#### Given instruction:
Reproduce the rows from the line with "If you could indicate the hat" to the line with "point(737, 328)", requests included, and offset each coordinate in the answer points by 41. Leave the points inside the requests unchanged.
Start Material supplied
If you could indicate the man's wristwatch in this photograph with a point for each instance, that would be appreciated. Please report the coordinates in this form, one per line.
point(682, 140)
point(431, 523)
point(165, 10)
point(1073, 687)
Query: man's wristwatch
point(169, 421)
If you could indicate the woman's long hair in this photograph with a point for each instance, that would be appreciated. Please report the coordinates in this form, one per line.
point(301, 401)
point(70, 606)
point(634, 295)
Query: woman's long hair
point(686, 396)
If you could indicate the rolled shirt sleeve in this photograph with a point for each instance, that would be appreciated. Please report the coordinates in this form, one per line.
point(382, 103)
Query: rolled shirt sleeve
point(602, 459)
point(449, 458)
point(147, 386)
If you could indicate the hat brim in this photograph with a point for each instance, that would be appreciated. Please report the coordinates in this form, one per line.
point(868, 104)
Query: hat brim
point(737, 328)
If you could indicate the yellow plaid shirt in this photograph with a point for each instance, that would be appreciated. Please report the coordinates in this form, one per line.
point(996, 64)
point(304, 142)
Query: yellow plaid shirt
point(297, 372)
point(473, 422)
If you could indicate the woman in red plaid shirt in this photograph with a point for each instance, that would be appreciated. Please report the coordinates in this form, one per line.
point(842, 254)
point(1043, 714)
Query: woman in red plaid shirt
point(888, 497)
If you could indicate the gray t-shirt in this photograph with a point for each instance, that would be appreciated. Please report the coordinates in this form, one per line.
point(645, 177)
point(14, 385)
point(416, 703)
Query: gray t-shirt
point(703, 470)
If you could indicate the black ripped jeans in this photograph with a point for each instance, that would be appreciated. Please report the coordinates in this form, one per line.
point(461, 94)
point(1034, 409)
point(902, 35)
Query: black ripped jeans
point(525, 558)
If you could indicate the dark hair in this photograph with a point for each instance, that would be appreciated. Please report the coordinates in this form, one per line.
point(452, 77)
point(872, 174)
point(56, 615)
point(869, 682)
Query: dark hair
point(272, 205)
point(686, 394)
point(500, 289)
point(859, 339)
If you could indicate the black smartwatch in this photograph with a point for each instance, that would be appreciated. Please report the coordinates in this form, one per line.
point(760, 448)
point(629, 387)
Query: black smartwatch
End Material supplied
#### Answer in full:
If you could indicate the hat brim in this photograph with a point for each instance, that would be appreciated. Please report the coordinates in this form, one per line.
point(868, 104)
Query: hat brim
point(778, 369)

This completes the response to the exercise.